【楽曲紹介】俺にも歌わせろ

バンドの楽曲の中で、普段リードボーカルを担当していないバンドメンバーがリードボーカルをとる曲ってありますよね。
あれ、意外とファンの間では人気曲になったりするんですよね。
あれ、なんなんですかね。

というわけで、普段リードボーカルを担当していないメンバーがリードボーカルをとった曲を紹介します。
私の知る限りの曲の中から挙げていきますので、他にオススメがあったら教えていただけると嬉しいです。

なお、同じテーマの記事を他にもいくつか見つけましたが、被りがないように選曲してみました(他の記事を書かれている方ほど曲を知らないので被っていないだけ、ということもあるのですが)。


1.Yellow Submarine / The Beatles

初っ端からこれかよ!と思われた方。
お気持ちは分かります。
ただ、ツッコミの才能がありません。
他方、私には有名過ぎるこの曲の良さを改めてちゃんと伝えるだけの文才がありません。

.....

* 課題一覧:
[A] 楽曲紹介の記事のうち、「ね。」で終わる文をすべて挙げてください。
[B] 楽曲紹介の記事から、「私の知る限りの曲の中から挙げ」以降「お気持ちは分かります。」までを一字一句そのまま書き写してください。
これらのレコードは、楽曲紹介の記事とは別個の資料です。

* ポインティング用データセットの行:

.....

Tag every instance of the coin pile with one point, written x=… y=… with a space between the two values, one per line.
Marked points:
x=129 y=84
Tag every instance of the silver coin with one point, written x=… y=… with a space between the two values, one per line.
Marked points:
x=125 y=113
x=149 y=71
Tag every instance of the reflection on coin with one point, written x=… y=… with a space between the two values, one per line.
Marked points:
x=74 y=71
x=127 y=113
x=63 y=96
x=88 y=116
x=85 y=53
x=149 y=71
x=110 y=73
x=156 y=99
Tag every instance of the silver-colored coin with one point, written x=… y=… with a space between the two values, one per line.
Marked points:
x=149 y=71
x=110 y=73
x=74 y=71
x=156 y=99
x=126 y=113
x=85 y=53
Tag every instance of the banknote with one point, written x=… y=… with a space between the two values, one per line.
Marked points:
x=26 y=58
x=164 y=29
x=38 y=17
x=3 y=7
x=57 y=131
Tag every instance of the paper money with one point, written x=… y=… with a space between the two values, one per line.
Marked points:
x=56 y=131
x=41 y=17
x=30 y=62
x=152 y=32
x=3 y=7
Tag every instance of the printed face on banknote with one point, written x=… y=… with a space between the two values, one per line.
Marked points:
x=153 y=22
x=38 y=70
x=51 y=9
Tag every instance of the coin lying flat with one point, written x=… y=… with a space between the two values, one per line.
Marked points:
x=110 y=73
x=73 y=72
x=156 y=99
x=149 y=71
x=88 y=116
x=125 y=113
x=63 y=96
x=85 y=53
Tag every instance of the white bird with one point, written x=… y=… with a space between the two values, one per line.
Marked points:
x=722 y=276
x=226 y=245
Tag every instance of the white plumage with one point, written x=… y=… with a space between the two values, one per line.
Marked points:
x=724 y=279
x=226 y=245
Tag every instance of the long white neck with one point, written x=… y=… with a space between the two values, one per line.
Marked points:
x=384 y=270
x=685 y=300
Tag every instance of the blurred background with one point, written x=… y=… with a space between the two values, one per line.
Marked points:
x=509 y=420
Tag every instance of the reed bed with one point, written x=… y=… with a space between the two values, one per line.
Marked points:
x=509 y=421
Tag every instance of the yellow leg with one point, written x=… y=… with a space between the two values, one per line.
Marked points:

.....

* 課題の解答:
[A]
バンドの楽曲の中で、普段リードボーカルを担当していないバンドメンバーがリードボーカルをとる曲ってありますよね。
あれ、意外とファンの間では人気曲になったりするんですよね。
あれ、なんなんですかね。

[B]
私の知る限りの曲の中から挙げていきますので、他にオススメがあったら教えていただけると嬉しいです。

なお、同じテーマの記事を他にもいくつか見つけましたが、被りがないように選曲してみました(他の記事を書かれている方ほど曲を知らないので被っていないだけ、ということもあるのですが)。


1.Yellow Submarine / The Beatles

初っ端からこれかよ!と思われた方。
お気持ちは分かります。